Task details:
Copy every line of the items below, request lines included, and shift each x and y coordinate in the answers up by 70. Leave the pictures out of your answer.

··· Dataset records ···

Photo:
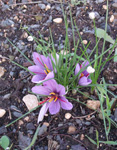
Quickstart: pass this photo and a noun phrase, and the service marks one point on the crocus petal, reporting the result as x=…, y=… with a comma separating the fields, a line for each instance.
x=65, y=104
x=38, y=78
x=84, y=81
x=77, y=69
x=42, y=112
x=61, y=90
x=54, y=107
x=40, y=60
x=36, y=69
x=85, y=64
x=50, y=75
x=52, y=85
x=42, y=90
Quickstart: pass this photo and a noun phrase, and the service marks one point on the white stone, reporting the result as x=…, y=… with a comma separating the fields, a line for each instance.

···

Task result:
Photo:
Quickstart: pass this photo and a noun phrase, and the service marks one point on the crocus petal, reporting the result as x=…, y=… with a comma separating the fields, a line for each instance.
x=135, y=174
x=108, y=148
x=154, y=151
x=147, y=139
x=112, y=182
x=131, y=160
x=124, y=177
x=110, y=130
x=106, y=139
x=155, y=134
x=120, y=145
x=122, y=155
x=112, y=160
Quickstart: pass this photo and a noun phrase, and the service marks one point on the white stone, reporting the result as x=…, y=… with a comma separating the fields, a line for each instance.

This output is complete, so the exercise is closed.